[Start Source passage]
#RivetingReviews: Jennifer Sarha reviews MAGMA by Thora Hjörleifsdóttir

Thora Hjörleifsdóttir is an Icelandic poet and novelist, and has previously published three collections with her poetry collective, Imposter Poets. Magma is her first novel and is more plain than poetic in its language, and while it has light touches of both humour and horror, it is effective in arousing a most visceral anger.

A young woman, Lilja, is explaining her relationship with a slightly older man – both are in their twenties – and the difficulties she faces in making herself good enough to be his girlfriend. That we do not know whether this expectation is ever explicitly stated by him, or merely assumed by her, is one of the subtleties of the book. Lilja is talking to herself and to the world, and in doing so she uses arguments she believes to be universal – about body fat and body hair, what women should sacrifice for love, what a woman must do once she is in love. Sometimes she tells us these are his opinions. Sometimes she presents them as truths universally acknowledged. What emerges – for Lilja and for the reader – is a horrifying and horrifically recognisable straitjacket of norms.
[End Source passage]
[Start Data rows]
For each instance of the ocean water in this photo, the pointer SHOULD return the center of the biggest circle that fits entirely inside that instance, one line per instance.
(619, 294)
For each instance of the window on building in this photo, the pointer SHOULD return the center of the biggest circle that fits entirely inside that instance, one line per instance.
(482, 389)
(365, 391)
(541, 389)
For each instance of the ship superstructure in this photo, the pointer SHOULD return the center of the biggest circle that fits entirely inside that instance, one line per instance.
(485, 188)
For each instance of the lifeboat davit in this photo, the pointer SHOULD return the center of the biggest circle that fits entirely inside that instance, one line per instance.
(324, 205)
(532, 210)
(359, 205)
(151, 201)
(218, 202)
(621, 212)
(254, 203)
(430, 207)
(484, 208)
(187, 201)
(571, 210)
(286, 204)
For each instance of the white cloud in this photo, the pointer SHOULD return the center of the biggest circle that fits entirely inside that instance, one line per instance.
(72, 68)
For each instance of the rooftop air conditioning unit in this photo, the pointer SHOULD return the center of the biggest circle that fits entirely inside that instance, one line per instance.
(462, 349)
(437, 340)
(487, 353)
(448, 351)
[End Data rows]
§ **Your task**
Reproduce everything in the Magma review from "Thora Hjörleifsdóttir is" down to "most visceral anger.".

§ **Output for this exercise**
Thora Hjörleifsdóttir is an Icelandic poet and novelist, and has previously published three collections with her poetry collective, Imposter Poets. Magma is her first novel and is more plain than poetic in its language, and while it has light touches of both humour and horror, it is effective in arousing a most visceral anger.